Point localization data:
[Start of section]

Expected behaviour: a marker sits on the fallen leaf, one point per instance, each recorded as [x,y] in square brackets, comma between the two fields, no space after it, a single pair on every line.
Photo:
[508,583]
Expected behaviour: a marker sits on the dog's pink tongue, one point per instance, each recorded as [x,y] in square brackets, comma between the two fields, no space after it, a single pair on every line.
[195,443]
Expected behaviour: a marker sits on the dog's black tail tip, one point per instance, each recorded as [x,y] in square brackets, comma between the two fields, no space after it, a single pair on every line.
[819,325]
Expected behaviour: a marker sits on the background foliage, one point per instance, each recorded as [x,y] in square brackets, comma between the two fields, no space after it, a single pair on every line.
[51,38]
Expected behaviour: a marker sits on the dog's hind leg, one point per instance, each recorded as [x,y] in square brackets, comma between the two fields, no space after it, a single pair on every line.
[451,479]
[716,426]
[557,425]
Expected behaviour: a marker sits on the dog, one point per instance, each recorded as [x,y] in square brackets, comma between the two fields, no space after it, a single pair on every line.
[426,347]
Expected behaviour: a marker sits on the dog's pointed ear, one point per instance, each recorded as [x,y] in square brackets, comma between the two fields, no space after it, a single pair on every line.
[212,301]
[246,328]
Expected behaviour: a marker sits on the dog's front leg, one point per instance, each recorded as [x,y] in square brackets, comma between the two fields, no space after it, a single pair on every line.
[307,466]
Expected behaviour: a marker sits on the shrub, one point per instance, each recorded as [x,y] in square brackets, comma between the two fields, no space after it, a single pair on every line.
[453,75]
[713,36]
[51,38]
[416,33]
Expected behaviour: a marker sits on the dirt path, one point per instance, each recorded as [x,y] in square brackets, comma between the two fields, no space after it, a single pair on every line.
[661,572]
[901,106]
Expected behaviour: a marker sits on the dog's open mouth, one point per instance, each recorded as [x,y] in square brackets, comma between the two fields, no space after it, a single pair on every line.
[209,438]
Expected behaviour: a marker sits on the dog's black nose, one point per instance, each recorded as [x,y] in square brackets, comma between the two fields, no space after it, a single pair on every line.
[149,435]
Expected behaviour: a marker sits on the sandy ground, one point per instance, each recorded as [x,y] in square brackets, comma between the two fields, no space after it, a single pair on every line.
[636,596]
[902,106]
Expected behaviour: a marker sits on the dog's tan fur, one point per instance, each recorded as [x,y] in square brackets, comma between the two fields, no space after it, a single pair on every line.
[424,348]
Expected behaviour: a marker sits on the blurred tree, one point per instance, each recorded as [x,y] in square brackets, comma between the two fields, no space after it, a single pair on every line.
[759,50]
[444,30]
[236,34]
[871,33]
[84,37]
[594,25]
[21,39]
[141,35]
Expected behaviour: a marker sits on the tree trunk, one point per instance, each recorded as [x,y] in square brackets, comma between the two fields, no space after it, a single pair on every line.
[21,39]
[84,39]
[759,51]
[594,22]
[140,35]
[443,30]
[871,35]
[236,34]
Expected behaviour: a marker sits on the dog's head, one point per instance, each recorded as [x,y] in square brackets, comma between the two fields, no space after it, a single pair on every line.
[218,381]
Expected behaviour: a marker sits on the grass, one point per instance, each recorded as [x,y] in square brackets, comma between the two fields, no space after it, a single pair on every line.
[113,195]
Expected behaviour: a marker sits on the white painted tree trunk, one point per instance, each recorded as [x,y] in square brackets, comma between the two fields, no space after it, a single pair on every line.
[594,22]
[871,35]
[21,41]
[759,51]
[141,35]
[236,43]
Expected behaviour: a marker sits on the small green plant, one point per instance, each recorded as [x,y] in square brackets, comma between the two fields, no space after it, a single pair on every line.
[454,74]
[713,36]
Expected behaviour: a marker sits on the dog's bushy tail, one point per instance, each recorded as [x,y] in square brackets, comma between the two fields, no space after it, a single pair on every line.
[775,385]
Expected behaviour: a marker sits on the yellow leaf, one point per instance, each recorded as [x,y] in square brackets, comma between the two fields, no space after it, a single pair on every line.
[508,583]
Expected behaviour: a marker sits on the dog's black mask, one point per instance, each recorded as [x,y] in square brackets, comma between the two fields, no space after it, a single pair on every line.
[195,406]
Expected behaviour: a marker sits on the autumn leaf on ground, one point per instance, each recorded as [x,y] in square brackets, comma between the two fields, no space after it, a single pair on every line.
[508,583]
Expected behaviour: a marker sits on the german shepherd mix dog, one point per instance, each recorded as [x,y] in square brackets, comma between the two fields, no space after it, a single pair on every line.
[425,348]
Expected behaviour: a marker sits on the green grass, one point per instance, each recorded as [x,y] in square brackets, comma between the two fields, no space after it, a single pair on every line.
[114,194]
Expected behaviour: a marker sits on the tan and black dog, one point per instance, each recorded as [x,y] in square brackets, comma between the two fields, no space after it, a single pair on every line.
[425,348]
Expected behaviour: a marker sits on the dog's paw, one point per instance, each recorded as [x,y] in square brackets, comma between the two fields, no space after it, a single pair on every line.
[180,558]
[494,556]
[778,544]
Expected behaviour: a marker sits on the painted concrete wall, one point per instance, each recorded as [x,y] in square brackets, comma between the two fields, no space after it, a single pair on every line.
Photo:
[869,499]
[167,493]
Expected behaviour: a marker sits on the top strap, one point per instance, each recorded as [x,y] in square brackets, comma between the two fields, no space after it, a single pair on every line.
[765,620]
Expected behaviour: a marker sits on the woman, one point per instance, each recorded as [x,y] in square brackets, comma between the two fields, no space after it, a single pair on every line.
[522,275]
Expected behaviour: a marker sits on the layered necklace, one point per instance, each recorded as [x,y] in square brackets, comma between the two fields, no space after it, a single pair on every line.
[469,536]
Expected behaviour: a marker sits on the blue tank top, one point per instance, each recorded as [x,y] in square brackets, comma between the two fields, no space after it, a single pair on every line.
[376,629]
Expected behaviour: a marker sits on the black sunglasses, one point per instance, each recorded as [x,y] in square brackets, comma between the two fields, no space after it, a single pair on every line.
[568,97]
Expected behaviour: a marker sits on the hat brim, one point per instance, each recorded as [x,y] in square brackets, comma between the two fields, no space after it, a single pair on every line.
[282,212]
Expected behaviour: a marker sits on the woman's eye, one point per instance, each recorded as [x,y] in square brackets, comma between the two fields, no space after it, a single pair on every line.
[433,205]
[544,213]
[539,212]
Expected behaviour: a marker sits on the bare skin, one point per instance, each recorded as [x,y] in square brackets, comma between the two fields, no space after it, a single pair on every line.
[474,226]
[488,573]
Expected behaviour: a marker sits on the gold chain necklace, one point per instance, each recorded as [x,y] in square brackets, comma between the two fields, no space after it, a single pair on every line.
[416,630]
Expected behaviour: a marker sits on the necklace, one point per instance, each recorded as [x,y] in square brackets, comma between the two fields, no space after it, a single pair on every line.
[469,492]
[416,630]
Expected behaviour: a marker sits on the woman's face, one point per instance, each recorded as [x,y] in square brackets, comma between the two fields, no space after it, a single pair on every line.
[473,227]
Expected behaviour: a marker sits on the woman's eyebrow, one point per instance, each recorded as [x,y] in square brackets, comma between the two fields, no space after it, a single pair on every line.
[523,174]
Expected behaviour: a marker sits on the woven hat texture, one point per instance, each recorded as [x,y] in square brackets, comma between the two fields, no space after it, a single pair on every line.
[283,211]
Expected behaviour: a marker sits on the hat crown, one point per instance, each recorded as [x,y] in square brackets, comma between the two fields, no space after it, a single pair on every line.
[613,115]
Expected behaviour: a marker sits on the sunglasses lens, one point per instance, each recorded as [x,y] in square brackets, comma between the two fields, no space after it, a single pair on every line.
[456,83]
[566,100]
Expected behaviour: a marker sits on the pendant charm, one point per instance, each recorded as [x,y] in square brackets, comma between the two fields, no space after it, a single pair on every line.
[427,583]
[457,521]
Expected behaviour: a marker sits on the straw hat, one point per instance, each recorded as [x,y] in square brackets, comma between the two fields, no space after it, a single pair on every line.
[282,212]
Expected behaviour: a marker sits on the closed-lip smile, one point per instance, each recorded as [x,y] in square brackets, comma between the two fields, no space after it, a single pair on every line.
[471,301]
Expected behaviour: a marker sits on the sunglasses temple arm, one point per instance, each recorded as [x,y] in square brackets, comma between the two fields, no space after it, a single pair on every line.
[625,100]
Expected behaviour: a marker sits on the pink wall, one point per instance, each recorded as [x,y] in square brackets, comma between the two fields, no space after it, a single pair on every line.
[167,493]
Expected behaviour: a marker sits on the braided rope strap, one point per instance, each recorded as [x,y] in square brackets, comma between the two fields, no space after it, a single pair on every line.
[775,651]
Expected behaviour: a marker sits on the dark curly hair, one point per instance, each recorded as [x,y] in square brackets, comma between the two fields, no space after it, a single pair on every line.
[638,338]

[End of section]

**DIRECTIONS FOR THIS TASK:**
Return word for word the line with "Expected behaviour: a marker sits on the dark" and every line after it through the end of the records above.

**OUTPUT:**
Expected behaviour: a marker sits on the dark curly hair, one point per instance, each recorded as [x,y] in square brackets, comma between the two fields, no space after it, a single pair on every line.
[638,338]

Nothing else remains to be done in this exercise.